(TASK OBJECTIVE) Starting at the line below that contains "For every instance of the red wall", print each line through the end of the records exactly as it appears.

(Items listed in a dataset)
######

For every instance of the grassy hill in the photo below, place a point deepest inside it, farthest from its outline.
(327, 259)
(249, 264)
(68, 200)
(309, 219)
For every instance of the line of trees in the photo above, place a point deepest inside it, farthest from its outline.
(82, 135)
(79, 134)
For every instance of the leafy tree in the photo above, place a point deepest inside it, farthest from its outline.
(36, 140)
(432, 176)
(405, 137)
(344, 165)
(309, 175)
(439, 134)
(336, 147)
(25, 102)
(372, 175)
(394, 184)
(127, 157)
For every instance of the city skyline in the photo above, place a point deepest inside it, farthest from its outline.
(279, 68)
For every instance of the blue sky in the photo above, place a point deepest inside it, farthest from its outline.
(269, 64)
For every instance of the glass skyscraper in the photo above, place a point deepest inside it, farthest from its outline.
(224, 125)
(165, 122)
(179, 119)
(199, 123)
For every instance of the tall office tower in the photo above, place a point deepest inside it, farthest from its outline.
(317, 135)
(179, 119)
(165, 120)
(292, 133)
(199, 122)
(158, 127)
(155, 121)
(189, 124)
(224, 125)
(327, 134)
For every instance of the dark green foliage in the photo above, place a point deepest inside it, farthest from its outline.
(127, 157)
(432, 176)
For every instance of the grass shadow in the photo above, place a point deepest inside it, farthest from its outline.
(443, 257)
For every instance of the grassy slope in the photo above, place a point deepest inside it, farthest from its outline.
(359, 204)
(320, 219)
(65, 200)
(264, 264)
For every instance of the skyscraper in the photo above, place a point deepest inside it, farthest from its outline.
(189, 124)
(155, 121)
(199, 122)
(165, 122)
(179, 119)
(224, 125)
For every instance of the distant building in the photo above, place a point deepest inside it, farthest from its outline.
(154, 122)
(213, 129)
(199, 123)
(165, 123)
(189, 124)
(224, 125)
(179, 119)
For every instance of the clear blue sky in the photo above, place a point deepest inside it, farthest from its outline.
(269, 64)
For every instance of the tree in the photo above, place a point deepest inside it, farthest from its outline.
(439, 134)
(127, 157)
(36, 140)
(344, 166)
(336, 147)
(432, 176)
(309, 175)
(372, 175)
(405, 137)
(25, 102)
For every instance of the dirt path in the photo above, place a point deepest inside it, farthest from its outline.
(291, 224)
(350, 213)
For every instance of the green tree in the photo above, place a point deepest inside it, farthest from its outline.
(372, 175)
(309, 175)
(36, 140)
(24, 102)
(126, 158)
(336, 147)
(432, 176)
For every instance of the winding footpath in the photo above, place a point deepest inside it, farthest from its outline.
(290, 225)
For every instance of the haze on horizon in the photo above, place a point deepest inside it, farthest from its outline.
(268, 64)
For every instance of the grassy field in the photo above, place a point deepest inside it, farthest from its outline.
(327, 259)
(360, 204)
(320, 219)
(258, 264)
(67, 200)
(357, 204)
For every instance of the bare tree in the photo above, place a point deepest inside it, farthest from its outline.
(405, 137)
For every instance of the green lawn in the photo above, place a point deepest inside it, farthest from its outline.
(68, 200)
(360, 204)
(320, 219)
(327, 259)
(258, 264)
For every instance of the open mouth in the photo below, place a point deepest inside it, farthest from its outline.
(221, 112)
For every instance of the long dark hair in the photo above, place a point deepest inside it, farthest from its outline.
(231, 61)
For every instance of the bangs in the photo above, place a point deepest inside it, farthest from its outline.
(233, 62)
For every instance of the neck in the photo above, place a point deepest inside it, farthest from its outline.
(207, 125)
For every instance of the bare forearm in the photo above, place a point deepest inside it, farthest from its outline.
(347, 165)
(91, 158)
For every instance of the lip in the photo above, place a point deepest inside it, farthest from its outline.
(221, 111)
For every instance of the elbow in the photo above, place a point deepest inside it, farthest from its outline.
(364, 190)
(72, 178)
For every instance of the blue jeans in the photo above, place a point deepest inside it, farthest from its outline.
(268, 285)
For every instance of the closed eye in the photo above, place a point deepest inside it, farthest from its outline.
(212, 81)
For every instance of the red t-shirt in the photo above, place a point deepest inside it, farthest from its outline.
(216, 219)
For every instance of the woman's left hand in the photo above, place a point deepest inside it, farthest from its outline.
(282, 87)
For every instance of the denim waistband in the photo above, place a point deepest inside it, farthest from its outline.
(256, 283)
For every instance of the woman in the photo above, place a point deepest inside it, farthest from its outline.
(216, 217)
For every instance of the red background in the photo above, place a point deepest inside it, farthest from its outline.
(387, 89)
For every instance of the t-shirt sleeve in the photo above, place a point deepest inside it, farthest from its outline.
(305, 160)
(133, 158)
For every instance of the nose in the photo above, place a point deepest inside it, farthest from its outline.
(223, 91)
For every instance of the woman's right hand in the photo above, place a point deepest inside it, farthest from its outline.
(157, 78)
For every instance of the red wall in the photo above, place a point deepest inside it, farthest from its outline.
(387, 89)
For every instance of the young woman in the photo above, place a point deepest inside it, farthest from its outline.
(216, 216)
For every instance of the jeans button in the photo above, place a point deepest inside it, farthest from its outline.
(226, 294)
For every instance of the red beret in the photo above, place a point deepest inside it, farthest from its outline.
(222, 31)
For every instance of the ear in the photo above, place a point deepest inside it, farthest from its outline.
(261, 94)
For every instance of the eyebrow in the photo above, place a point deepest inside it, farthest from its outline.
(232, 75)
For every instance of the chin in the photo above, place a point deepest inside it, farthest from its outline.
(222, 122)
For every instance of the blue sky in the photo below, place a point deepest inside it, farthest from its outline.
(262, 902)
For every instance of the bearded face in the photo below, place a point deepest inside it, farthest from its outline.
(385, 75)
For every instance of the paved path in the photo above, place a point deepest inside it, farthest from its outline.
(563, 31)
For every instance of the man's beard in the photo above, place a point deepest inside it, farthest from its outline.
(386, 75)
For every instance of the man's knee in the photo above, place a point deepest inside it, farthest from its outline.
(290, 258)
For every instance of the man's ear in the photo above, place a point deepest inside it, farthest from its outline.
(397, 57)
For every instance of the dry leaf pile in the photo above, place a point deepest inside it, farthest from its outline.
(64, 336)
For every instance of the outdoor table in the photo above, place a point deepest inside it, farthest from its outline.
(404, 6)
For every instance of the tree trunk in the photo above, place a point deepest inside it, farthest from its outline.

######

(WORKED SOLUTION)
For every instance of the red wall in the photo above, place a point deepest inside it, farthest from its outline.
(387, 89)
For every instance of the young woman in the photo above, place a point deepest inside it, farthest from its outline.
(216, 216)
For every instance of the jeans button in the photo above, place a point deepest inside it, farthest from its outline.
(226, 294)
For every instance of the red beret in the photo above, place a point deepest inside it, farthest from its outline.
(222, 31)
For every instance of the ear in the photo above, place a point deepest inside it, farthest from its outline.
(261, 94)
For every instance of the eyebrow in the photo above, place a point deepest inside it, farthest from its outline.
(232, 75)
For every instance of the chin in the photo above, place a point deepest inside it, farthest from its outline.
(222, 122)
For every instance of the blue sky in the photo below, place a point deepest inside it, farthest from its outline.
(262, 902)
For every instance of the bearded face in the photo below, place a point deepest inside it, farthest from its outline.
(385, 75)
For every instance of the paved path in the photo above, place a point deepest inside it, farthest from its outline.
(563, 31)
For every instance of the man's beard in the photo above, place a point deepest inside it, farthest from its outline.
(386, 75)
For every instance of the man's knee in the photo above, place a point deepest inside it, farthest from its outline.
(290, 258)
For every instance of the man's ear in the photo above, place a point deepest inside it, farthest from its outline.
(397, 57)
For every instance of the dry leaf pile in the photo above, place a point deepest inside it, farthest from its outline.
(64, 336)
For every instance of the outdoor table in the photo above, place a point deepest inside it, farthest from its outline.
(404, 6)
For every instance of the tree trunk in the photo above, place a point deepest inside it, farthest from its outline.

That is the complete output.